### [YOUR ASSIGNMENT]
Lines with the word "photo" are the answer; copy each of them from the data below.

### [DATA SHOWN]
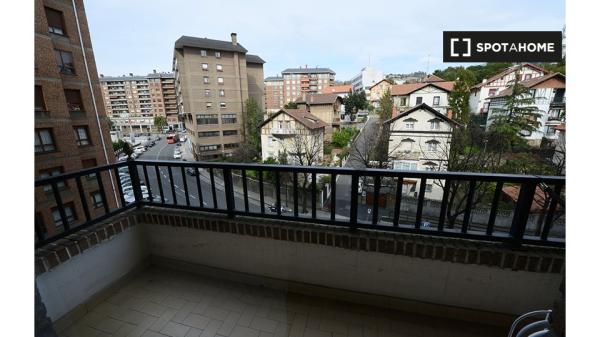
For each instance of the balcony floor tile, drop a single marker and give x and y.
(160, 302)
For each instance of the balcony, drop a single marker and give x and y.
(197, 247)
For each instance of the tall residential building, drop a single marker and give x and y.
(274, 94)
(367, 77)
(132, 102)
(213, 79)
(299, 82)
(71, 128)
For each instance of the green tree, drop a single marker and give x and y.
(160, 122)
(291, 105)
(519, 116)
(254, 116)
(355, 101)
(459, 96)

==

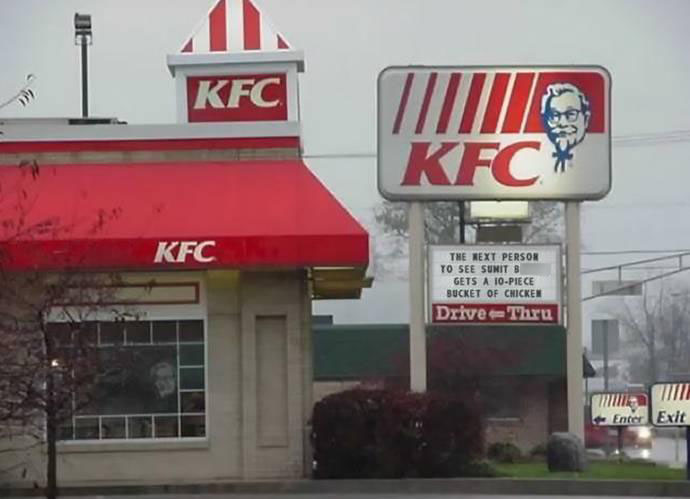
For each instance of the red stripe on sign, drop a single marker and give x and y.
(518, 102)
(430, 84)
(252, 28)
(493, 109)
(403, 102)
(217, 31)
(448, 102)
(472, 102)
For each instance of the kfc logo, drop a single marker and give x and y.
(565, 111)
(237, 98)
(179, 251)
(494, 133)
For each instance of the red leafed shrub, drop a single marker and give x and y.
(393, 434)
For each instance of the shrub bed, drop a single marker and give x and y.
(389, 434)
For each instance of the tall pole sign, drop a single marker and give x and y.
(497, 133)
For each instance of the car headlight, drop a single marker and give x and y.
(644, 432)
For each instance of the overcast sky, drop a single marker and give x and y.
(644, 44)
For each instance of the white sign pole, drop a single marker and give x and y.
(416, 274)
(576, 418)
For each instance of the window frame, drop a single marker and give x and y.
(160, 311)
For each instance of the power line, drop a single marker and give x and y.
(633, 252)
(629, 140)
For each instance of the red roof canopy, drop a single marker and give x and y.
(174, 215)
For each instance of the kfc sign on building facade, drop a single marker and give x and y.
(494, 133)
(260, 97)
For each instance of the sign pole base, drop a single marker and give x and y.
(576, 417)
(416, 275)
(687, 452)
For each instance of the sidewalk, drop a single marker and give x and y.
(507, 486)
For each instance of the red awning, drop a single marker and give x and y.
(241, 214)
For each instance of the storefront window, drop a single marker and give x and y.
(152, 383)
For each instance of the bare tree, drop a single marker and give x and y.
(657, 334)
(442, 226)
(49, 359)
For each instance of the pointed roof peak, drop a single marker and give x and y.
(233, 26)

* * *

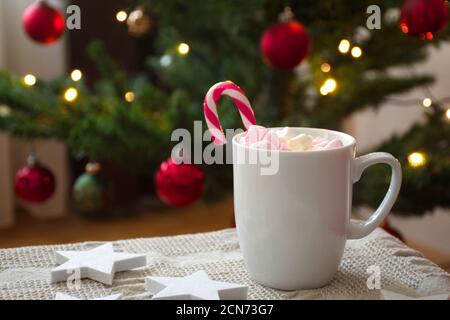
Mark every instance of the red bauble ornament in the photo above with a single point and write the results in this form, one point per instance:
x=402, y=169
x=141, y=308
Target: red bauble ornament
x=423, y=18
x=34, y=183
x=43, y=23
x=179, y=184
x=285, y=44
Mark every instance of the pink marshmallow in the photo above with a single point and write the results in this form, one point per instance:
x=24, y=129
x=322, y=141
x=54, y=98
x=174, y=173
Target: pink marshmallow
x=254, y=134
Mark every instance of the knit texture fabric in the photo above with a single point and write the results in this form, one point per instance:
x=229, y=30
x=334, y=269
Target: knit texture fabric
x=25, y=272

### [SOLUTION]
Mark every instance of the red bauble ornament in the photo above with a single point and write the results in this form, one point per instance:
Mark every instance of the pink marshmallow in the photo above with a single point and write the results in this form, one point per instance:
Mark every instance of the knit texture fabric in the photo above with a single point and write the results in this form, one point per instance:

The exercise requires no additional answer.